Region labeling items
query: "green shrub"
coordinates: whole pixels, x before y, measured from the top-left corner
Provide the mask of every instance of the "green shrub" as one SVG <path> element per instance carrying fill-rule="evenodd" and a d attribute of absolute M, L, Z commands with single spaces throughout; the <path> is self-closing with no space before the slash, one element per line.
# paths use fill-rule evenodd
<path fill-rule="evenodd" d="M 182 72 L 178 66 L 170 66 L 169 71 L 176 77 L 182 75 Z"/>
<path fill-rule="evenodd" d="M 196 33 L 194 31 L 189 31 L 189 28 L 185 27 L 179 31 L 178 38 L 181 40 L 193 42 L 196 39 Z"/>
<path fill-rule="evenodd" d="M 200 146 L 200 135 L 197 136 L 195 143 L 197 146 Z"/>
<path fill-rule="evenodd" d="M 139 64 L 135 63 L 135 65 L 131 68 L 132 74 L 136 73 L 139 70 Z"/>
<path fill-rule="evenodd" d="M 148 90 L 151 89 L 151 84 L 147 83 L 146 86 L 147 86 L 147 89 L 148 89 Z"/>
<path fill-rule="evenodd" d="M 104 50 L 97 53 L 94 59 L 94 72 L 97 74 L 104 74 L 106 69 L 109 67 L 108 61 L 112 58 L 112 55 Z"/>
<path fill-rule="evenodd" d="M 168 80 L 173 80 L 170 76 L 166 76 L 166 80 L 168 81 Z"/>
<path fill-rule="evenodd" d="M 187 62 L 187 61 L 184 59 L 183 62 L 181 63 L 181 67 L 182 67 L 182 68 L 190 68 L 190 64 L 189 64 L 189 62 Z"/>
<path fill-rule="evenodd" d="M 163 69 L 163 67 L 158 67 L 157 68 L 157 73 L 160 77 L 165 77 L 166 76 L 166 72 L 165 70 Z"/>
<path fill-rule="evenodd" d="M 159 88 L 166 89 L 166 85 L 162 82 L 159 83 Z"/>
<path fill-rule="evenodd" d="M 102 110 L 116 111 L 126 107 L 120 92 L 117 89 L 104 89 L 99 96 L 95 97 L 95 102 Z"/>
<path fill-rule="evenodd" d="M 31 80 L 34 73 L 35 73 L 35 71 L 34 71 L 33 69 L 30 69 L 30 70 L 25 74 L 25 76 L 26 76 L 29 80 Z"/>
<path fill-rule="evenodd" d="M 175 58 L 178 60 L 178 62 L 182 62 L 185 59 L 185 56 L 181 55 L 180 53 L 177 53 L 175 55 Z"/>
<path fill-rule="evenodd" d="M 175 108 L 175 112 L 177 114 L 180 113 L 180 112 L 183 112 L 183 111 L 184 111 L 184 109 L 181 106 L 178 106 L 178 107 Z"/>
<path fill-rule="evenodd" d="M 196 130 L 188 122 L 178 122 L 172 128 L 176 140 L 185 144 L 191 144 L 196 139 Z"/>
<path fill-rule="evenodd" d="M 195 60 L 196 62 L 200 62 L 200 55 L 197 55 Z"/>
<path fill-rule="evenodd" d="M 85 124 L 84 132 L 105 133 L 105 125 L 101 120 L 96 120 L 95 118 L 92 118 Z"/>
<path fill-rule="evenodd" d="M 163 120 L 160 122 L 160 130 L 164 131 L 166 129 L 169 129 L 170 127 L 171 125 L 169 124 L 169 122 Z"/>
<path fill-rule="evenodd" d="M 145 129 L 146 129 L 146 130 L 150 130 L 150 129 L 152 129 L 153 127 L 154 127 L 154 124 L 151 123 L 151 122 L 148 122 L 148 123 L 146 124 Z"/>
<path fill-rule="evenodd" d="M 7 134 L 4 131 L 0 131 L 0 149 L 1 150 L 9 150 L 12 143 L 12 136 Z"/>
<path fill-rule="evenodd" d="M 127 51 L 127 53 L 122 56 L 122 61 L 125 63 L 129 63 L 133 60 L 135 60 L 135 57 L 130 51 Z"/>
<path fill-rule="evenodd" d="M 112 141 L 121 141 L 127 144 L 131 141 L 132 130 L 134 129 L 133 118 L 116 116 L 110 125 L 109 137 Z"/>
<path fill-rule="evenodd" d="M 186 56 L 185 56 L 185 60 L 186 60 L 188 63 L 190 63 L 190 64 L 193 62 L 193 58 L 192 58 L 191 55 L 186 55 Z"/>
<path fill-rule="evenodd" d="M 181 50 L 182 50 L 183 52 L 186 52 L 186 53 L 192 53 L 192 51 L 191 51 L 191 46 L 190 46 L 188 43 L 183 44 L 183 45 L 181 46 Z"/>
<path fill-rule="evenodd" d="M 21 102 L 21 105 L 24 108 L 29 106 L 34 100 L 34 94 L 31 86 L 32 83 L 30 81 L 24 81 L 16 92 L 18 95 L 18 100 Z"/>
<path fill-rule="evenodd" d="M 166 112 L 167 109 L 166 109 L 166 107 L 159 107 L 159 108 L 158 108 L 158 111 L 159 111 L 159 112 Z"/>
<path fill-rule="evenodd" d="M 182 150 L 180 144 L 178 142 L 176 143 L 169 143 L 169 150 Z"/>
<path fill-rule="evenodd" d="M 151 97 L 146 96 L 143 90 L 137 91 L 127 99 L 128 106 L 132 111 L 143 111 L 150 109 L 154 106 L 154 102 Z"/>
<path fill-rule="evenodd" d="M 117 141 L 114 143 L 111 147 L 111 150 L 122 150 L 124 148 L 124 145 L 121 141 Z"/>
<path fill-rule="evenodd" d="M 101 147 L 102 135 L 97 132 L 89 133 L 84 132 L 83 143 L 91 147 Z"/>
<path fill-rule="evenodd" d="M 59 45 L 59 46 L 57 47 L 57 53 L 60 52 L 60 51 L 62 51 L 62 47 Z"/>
--
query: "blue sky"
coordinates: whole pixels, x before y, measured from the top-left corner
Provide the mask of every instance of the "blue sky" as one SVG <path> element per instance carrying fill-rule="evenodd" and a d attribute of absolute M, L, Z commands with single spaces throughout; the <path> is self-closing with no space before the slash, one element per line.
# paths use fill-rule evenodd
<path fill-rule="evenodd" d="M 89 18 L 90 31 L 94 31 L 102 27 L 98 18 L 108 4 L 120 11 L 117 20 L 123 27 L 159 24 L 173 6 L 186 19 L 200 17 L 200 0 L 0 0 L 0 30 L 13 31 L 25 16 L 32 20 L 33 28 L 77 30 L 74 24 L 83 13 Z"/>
---
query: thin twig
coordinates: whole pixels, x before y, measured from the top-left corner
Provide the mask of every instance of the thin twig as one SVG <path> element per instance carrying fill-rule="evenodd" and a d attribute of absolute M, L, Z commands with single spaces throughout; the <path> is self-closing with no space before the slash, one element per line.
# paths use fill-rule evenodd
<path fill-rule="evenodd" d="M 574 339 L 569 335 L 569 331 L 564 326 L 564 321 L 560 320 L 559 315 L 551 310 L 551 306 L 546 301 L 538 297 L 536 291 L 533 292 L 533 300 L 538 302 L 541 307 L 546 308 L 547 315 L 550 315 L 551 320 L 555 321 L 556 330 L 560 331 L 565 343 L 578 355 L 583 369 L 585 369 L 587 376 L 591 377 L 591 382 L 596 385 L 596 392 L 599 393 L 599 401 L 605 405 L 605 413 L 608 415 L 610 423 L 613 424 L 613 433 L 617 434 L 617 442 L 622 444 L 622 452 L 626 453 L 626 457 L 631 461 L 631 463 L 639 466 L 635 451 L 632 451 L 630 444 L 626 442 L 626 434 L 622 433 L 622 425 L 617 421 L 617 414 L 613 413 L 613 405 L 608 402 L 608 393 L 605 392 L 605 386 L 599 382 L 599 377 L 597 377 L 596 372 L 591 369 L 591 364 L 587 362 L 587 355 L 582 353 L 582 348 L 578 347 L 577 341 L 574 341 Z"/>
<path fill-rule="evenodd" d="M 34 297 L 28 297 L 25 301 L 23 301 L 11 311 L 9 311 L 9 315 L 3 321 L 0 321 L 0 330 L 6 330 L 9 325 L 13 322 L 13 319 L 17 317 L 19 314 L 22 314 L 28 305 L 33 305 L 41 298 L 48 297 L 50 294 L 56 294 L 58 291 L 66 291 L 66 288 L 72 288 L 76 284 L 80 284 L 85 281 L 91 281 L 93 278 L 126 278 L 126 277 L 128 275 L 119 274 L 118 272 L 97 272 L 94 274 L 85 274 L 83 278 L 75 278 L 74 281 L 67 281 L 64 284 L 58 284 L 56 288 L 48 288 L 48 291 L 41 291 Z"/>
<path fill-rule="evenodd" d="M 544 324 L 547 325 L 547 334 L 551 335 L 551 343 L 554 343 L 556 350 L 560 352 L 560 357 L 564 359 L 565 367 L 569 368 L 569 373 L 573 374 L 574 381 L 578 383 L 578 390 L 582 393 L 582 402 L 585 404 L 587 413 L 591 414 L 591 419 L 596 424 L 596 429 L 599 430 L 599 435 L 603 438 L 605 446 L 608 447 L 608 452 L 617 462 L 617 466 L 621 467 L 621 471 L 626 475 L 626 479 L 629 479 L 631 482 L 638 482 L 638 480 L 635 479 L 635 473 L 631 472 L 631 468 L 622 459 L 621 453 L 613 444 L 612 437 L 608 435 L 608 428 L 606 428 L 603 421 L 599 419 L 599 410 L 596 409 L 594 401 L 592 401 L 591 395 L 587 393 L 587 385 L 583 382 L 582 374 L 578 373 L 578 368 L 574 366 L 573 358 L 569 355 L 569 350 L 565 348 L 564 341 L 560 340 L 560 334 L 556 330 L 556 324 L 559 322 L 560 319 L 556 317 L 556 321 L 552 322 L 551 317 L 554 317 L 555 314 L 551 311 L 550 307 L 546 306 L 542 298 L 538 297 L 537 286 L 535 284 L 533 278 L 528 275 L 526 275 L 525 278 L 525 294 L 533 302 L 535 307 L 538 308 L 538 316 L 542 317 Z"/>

What is expected
Please copy every row above that contains the string "green".

Solution to the exercise
query: "green shrub"
Provide the mask of every instance of the "green shrub" as one SVG <path> element per instance carrying fill-rule="evenodd" and a d attribute of absolute M, L, Z commands with single spaces throughout; the <path> is self-closing with no space before the slash, one element per line.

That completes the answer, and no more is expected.